"""
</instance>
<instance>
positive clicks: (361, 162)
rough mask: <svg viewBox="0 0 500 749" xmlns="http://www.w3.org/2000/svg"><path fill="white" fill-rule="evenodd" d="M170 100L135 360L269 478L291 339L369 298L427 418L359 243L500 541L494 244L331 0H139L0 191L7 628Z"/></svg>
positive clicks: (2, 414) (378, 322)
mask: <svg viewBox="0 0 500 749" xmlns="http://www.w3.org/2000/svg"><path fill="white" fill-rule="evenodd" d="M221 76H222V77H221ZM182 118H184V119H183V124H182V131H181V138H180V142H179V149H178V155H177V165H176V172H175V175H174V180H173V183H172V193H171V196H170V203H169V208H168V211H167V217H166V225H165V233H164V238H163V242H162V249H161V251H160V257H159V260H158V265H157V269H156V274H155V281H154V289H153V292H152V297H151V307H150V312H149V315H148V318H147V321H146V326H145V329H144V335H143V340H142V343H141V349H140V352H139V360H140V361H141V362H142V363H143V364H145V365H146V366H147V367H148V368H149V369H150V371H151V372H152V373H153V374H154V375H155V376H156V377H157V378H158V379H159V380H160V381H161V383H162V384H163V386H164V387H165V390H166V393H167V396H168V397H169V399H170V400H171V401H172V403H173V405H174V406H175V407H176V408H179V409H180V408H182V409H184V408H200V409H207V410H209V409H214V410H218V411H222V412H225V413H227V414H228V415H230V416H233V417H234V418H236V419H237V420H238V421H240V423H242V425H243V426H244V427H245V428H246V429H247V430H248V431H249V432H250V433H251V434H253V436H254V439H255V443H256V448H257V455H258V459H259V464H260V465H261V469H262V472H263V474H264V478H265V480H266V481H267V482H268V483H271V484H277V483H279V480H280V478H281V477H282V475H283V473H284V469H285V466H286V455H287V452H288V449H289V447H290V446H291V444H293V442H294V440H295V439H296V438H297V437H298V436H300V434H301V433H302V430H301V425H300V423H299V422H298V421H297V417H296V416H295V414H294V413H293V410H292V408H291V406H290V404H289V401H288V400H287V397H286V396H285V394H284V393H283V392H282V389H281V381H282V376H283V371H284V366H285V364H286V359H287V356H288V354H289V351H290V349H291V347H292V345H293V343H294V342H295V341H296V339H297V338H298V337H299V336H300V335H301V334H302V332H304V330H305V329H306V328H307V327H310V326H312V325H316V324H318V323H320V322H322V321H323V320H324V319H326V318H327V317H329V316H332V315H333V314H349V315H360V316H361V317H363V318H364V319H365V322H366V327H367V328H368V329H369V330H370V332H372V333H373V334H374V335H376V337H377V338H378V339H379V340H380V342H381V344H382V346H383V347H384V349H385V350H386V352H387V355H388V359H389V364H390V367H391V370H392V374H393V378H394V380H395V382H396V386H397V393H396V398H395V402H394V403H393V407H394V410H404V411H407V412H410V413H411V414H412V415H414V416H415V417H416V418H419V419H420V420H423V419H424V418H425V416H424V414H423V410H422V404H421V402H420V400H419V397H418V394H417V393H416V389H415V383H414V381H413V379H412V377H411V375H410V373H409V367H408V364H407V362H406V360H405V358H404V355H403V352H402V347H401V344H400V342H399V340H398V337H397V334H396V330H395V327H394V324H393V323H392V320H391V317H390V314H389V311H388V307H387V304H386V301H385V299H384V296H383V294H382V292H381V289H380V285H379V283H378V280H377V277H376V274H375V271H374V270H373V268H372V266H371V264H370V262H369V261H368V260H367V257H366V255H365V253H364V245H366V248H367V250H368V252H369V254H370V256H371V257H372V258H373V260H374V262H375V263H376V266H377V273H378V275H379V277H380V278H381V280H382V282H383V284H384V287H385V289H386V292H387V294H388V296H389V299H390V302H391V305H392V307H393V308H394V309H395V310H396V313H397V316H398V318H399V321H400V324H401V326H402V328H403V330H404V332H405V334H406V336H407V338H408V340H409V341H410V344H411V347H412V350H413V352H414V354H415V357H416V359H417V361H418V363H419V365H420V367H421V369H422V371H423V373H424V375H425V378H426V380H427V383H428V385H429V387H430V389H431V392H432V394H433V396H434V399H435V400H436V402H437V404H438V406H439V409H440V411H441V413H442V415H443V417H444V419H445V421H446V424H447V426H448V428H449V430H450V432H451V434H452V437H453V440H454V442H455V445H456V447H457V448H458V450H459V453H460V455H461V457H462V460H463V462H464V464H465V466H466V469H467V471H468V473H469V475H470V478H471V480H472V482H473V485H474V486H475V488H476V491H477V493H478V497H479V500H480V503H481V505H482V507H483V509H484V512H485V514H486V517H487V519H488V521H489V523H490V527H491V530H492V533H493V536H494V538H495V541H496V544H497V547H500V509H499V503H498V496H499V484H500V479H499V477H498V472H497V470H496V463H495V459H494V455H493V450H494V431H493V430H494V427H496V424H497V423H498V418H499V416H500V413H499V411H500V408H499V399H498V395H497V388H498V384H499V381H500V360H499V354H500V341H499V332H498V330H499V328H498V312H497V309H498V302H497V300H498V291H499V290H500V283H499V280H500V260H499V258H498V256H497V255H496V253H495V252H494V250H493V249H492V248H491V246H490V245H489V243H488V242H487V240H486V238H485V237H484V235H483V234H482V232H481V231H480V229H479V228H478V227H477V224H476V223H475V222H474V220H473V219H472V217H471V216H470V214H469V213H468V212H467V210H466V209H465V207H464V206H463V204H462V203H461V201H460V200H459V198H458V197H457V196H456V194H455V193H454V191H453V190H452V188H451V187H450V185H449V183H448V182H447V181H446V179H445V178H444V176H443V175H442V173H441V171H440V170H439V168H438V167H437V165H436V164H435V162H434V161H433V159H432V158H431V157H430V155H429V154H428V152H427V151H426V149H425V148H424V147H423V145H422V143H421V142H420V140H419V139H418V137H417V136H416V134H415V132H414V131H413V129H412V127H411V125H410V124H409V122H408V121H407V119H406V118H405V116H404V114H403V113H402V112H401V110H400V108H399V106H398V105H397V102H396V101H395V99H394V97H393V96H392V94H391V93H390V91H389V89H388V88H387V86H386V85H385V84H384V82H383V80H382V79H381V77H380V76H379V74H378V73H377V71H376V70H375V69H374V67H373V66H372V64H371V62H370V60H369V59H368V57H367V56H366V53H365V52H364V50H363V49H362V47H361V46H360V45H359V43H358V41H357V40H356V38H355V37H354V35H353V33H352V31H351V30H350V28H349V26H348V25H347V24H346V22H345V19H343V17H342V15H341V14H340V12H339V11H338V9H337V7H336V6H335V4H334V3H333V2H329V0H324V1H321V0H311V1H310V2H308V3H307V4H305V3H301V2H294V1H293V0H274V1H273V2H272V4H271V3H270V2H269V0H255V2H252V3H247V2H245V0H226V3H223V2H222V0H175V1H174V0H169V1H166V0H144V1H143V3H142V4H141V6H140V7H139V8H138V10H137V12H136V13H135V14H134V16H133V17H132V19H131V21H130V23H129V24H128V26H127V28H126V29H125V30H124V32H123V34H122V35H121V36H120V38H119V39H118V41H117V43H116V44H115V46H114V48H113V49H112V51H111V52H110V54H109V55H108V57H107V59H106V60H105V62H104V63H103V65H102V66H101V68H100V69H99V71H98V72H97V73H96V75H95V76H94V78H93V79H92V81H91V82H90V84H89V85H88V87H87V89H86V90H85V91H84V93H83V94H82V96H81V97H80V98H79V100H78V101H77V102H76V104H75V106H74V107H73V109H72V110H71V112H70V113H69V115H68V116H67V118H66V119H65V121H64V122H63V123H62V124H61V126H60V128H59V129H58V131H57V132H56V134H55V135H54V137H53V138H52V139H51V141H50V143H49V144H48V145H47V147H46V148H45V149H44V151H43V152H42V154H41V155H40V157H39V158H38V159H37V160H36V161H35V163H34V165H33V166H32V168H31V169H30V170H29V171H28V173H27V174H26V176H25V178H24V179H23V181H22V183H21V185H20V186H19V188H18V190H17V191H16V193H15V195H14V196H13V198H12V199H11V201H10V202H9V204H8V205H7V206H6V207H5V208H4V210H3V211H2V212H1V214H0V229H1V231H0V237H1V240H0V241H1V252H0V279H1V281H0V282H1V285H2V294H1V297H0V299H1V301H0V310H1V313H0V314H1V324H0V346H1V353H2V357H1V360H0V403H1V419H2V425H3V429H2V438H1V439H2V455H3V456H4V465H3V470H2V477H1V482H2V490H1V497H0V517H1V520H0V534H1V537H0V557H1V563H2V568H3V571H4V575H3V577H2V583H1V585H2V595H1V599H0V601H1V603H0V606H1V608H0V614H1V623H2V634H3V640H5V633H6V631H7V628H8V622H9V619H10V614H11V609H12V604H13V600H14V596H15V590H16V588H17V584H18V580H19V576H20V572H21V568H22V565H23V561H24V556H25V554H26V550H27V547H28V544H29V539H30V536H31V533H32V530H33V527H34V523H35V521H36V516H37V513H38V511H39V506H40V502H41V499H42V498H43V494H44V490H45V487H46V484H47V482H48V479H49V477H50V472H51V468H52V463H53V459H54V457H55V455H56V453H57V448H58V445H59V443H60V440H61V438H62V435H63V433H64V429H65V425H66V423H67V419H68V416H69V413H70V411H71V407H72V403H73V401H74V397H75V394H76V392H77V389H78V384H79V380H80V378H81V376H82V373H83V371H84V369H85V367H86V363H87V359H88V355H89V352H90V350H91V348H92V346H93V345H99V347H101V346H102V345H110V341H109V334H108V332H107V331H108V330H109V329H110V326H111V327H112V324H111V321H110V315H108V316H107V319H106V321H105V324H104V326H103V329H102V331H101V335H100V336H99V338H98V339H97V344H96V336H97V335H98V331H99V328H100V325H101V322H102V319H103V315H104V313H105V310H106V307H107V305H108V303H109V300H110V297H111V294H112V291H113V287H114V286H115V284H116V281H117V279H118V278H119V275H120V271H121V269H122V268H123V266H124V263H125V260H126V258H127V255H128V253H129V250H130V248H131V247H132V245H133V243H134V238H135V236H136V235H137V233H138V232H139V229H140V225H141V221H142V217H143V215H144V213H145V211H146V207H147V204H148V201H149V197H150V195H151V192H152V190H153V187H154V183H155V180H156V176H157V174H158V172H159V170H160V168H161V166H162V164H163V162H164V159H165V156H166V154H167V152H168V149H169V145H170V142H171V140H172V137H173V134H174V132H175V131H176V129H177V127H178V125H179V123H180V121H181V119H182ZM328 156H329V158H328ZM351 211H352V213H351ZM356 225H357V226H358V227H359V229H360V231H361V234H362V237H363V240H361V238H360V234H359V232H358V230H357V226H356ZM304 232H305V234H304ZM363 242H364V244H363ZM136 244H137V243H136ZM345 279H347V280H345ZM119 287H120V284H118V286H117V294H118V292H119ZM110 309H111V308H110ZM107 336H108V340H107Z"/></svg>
"""
Restate, word for word and with nothing added, the lines from the beginning of the records above through the line that contains "rough mask: <svg".

- [EXERCISE RESULT]:
</instance>
<instance>
positive clicks: (361, 162)
rough mask: <svg viewBox="0 0 500 749" xmlns="http://www.w3.org/2000/svg"><path fill="white" fill-rule="evenodd" d="M170 100L135 360L269 478L291 339L369 298L427 418L359 243L500 541L494 244L331 0H139L0 191L7 628Z"/></svg>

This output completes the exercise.